### [Instruções]
Liste, copiadas por inteiro, todas as linhas abaixo em que aparece a palavra "like".

### [Material de apoio]
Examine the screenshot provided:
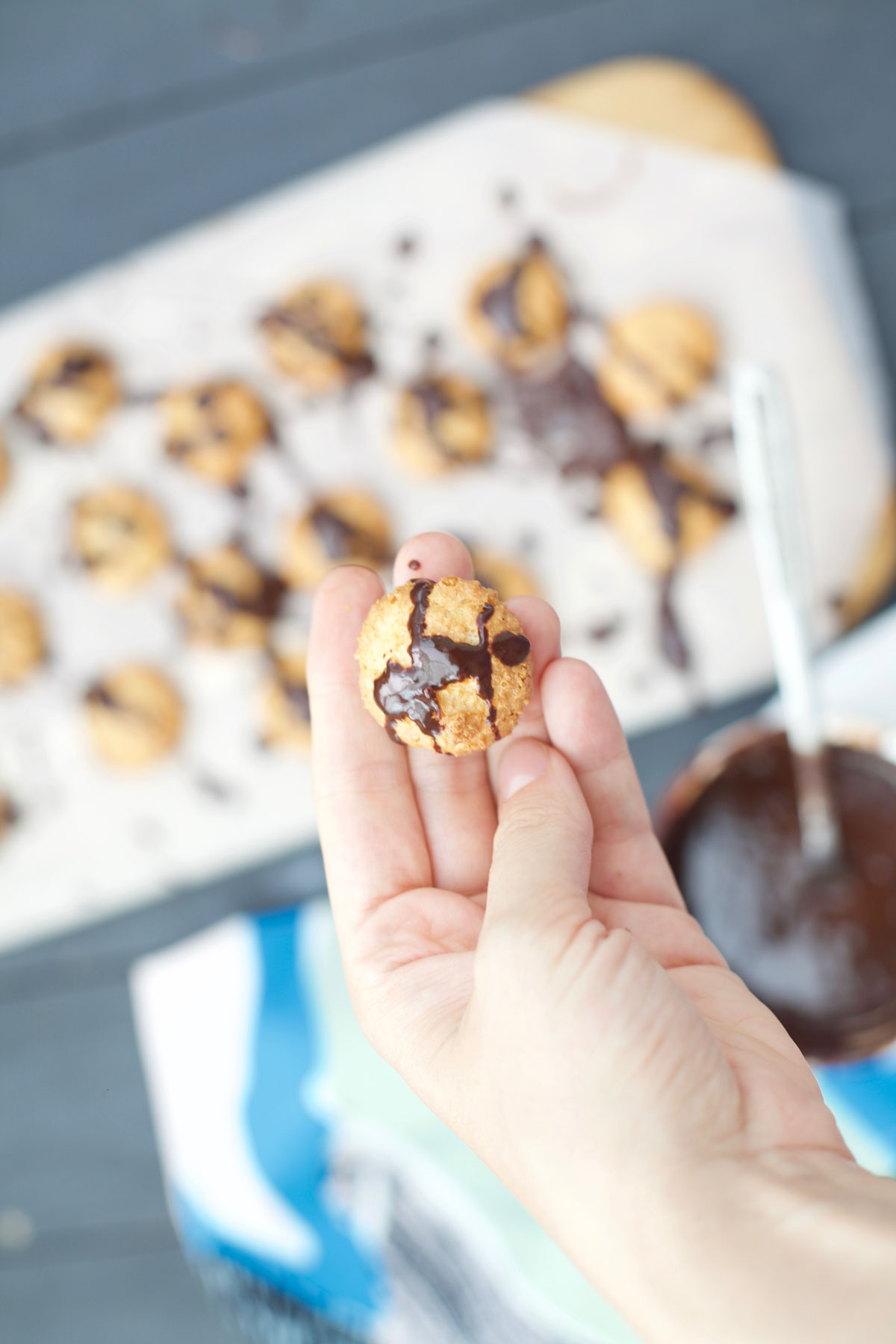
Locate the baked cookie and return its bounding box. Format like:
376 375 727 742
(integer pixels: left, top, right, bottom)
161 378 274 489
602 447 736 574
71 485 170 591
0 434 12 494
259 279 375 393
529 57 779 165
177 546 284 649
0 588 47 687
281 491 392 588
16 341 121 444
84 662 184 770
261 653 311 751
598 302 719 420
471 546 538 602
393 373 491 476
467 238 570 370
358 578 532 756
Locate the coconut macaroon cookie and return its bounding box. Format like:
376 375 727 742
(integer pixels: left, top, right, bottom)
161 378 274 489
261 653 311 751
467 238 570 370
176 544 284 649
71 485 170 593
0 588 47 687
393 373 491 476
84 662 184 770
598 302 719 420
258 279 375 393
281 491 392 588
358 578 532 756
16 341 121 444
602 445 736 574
==
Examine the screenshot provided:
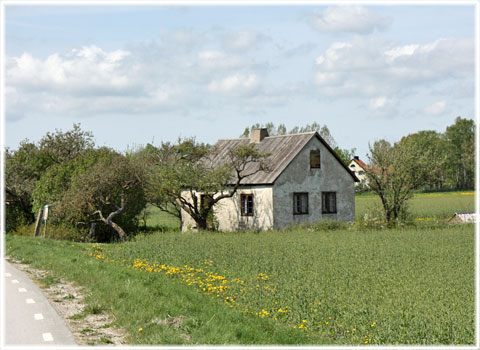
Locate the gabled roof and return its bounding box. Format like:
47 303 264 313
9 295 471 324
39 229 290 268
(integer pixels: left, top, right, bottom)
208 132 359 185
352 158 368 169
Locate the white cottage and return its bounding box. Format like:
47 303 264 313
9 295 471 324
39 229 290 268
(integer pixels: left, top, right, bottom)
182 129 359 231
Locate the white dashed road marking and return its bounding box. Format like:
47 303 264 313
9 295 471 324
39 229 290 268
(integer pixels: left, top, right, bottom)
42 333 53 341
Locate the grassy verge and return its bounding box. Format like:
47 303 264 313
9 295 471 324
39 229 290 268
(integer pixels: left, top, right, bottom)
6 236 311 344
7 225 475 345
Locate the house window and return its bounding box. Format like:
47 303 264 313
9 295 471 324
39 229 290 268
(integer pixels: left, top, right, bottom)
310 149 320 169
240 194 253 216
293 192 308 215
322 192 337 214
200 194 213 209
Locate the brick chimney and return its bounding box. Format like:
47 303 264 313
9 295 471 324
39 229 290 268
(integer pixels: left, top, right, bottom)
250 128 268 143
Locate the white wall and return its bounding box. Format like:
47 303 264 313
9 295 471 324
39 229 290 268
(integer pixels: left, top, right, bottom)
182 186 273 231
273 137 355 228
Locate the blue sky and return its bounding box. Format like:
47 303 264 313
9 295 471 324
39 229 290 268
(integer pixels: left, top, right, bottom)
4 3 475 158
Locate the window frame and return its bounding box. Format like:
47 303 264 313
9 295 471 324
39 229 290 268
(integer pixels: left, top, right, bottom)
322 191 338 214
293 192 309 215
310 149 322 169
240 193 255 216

### [Exercício resolvido]
Locate the baked cookie and return its bounding box. Format like:
Locate the coconut macaroon cookie and return its bounding box. Format like:
Locate the gabled roof and return its bounding box. Format like:
Locate the white cottage and return its bounding box. Format like:
Locate the white dashed road marking and return its bounding box. Format like:
Locate the grassy verge and return its bounding box. Format like:
Locate the house window and return its bounding box. Format like:
Locate the brick chimney and return its bounding box. Format like:
Locate the white wall and return its bounding box. Format like:
Locate the blue sky and return its bounding box. Format like:
Locate the window frame and return its bounding box. Format like:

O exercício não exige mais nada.